→ WORK ORDER 1:
Can you rewrite the stretch of the Rajmand and Pam Jentry scene from "Rajmand: Heh. Excellent" through "leaves at 8:30.", putting "van" in place of "truck"?
→ WORK ORDER 2:
Could you extend the Rajmand and Pam Jentry scene from where it stops?

======== GIVEN TEXT ========

Rajmand: Double-cushioned and airtight. (They close the doors)
Pam Jentry: Right. This seal’s for that door.
Rajmand: Heh. Excellent work. As good as the real custom seals.
(They both put the seals on each door lock)
Pam Jentry: That’s what I’m paid for…
[Ah, so Pam is being paid by Rajmand…]
…I’ll be in the truck at 8:15. The caravan leaves at 8:30.
Rajmand: I’ll be waiting.
Pam Jentry: The car?
Rajmand: It is already in position.
[Is it just me or are these baddies a great big yawn? I mean after Sallee eyes – this is all a bit blah by comparison!]
Pam Jentry: Great. Well, tomorrow at this time your country’s gonna have it’s killing teeth, Rajmand.
Rajmand: And you will be a very rich lady.
(they shake hands)
Pam Jentry: Peace on earth.
(Pam leaves) [No doubt content with her contribution to world peace ]
Cue an evil baddie close up..

======== EXERCISE DATA ========

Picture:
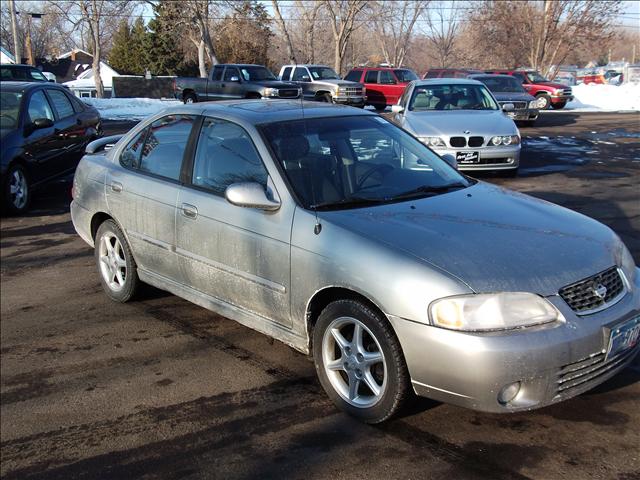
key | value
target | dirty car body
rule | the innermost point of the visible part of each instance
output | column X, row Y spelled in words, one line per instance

========

→ ANSWER 1:
Rajmand: Heh. Excellent work. As good as the real custom seals.
(They both put the seals on each door lock)
Pam Jentry: That’s what I’m paid for…
[Ah, so Pam is being paid by Rajmand…]
…I’ll be in the van at 8:15. The caravan leaves at 8:30.

→ ANSWER 2:
And the scene ends there.. Yawn!
The next morning we see Lee and Amanda pull up in front of Skylar’s mansion. So strange to see them in neither the station wagon nor corvette!
As they pull up, Skylar is seen coming out of his home, closely followed by a hair spray wielding lady.
Randall Skylar: Candy baby, stop with the hair spray. It makes my teeth itch. [Candy baby?! Candy Baby??!!!!!! Oh my gosh!!!!!! It’s so close to Randy Baby!!! do you think this is a deliberate throw back to Lee’s old ways?]
Randall Skylar: Later, dude. Hey, it’s my press buddy, man…
…How you doing? You’re missing the most important gig of my life. Today, the Food for Flight caravan takes off at 8:30. It’s gonna blow your mind.
[Ummm sooooo Pam put it forward and now there is no protest from him about it??? I thought the PR was a really big deal?!!! me confused.. ]
Lee: I’m hip…
[Rofl!! No Lee, you ain’t! ]
…Where is Pam Jentry?
Randall Skylar: Please, please,.
…Ms Machiavelli? Ah, she’s flown the coop.
[eh?? so it’s been pushed forward, he’s going along with it, and she’s no longer involved?? why then doesn’t he put it off a few days? oh whatev.]
Amanda: Where did she go?
Randall Skylar: Crazy, I mean like totally bizarre.
…First, she pushes the departure date up to this morning after I told her, like, absolutely no way.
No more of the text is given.